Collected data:

****************

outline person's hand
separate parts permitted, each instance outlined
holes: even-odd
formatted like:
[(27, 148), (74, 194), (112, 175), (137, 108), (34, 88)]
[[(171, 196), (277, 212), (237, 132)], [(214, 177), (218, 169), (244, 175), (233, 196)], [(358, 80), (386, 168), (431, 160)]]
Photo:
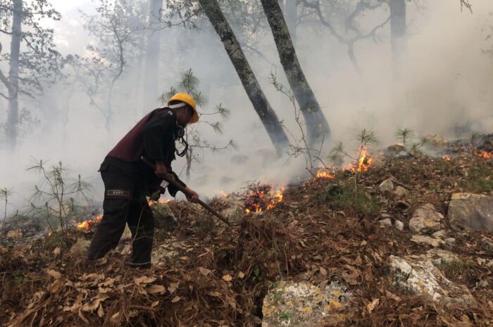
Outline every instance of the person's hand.
[(166, 169), (166, 167), (164, 166), (164, 163), (162, 161), (158, 161), (156, 162), (156, 170), (154, 171), (154, 174), (156, 174), (156, 176), (162, 179), (164, 179), (168, 174), (168, 169)]
[(185, 190), (187, 190), (187, 192), (190, 195), (189, 196), (188, 195), (187, 195), (187, 199), (192, 203), (196, 203), (199, 201), (199, 194), (188, 187), (185, 188)]

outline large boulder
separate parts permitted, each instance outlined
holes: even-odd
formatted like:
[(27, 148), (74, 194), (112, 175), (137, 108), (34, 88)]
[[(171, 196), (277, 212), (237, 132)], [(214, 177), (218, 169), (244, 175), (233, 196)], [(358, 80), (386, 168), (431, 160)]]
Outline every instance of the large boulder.
[(432, 233), (442, 229), (444, 216), (431, 203), (423, 205), (413, 213), (409, 221), (409, 229), (416, 233)]
[(263, 299), (262, 327), (315, 327), (343, 323), (350, 293), (337, 282), (320, 289), (306, 282), (283, 281)]
[(469, 193), (452, 195), (448, 218), (456, 228), (493, 231), (493, 196)]
[(432, 261), (394, 255), (389, 260), (392, 283), (402, 293), (424, 296), (449, 309), (477, 305), (466, 286), (447, 279)]

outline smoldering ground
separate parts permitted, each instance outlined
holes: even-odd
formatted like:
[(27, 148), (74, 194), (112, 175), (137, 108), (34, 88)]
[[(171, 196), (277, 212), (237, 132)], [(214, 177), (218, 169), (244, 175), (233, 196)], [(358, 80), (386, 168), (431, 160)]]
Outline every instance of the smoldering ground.
[[(354, 135), (363, 127), (375, 130), (383, 144), (395, 142), (394, 133), (399, 127), (413, 129), (420, 135), (432, 133), (449, 138), (493, 130), (493, 58), (482, 51), (492, 46), (491, 39), (485, 39), (491, 32), (493, 4), (476, 1), (471, 14), (461, 12), (456, 2), (409, 4), (405, 53), (397, 61), (392, 59), (387, 25), (375, 39), (356, 44), (359, 73), (349, 59), (347, 46), (323, 26), (298, 27), (297, 54), (332, 128), (328, 148), (335, 141), (350, 148)], [(86, 45), (94, 41), (84, 30), (77, 8), (91, 11), (92, 6), (74, 2), (60, 8), (63, 18), (53, 27), (63, 54), (88, 54)], [(370, 28), (387, 15), (383, 10), (372, 13), (362, 19), (362, 27)], [(303, 159), (287, 155), (273, 159), (268, 154), (273, 148), (220, 40), (209, 25), (204, 26), (200, 30), (163, 30), (158, 88), (168, 91), (182, 72), (191, 68), (208, 99), (199, 110), (212, 113), (220, 103), (231, 111), (223, 122), (223, 134), (204, 124), (199, 127), (201, 138), (218, 147), (232, 139), (237, 149), (201, 152), (199, 161), (192, 164), (188, 183), (201, 195), (212, 196), (219, 191), (237, 190), (247, 180), (280, 184), (292, 180), (304, 169)], [(233, 27), (241, 39), (241, 27)], [(287, 85), (272, 37), (258, 33), (255, 41), (256, 51), (245, 49), (250, 64), (280, 119), (298, 136), (292, 103), (268, 81), (269, 73), (276, 71), (280, 82)], [(129, 60), (116, 84), (110, 133), (101, 113), (74, 86), (75, 81), (62, 81), (37, 101), (21, 102), (21, 108), (28, 109), (39, 122), (28, 125), (14, 153), (2, 150), (0, 186), (13, 188), (16, 205), (29, 200), (35, 183), (36, 177), (25, 170), (32, 158), (61, 160), (74, 174), (87, 178), (96, 190), (94, 198), (99, 198), (99, 163), (145, 113), (161, 105), (157, 98), (151, 101), (151, 108), (142, 105), (144, 91), (137, 67), (137, 61)], [(6, 102), (2, 99), (0, 105), (6, 108)], [(0, 117), (5, 121), (6, 110), (1, 110)], [(174, 163), (177, 172), (184, 165), (182, 158)]]

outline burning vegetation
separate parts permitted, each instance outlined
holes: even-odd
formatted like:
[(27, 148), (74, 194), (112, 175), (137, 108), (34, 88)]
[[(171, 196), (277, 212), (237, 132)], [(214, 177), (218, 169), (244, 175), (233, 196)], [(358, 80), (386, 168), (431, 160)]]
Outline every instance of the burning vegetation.
[(77, 225), (77, 229), (82, 231), (89, 231), (99, 224), (103, 218), (103, 214), (98, 214), (95, 217), (85, 220)]
[(273, 186), (269, 184), (252, 184), (248, 188), (245, 199), (246, 214), (256, 214), (269, 210), (282, 201), (285, 187), (273, 193)]

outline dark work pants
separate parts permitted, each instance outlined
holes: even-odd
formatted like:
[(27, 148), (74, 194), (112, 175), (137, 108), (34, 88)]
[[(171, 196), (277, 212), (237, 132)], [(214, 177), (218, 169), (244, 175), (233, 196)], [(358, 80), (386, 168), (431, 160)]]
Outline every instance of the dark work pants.
[(154, 217), (145, 197), (145, 182), (108, 165), (102, 165), (100, 171), (104, 183), (103, 218), (91, 241), (88, 259), (103, 257), (116, 248), (127, 224), (133, 240), (132, 265), (150, 267)]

****************

- _Given task_: Copy out the lines of the items above word for word, beginning with the line containing "outline smoldering ground" and ending with the line containing "Outline every instance of the smoldering", both included.

- _Finished answer_:
outline smoldering ground
separate parts permitted, each instance outlined
holes: even-odd
formatted like:
[(27, 148), (74, 194), (112, 175), (137, 108), (34, 88)]
[[(171, 196), (277, 212), (237, 132)], [(214, 177), (218, 169), (244, 175), (233, 196)], [(358, 80), (386, 168), (431, 160)]]
Outline every instance of the smoldering ground.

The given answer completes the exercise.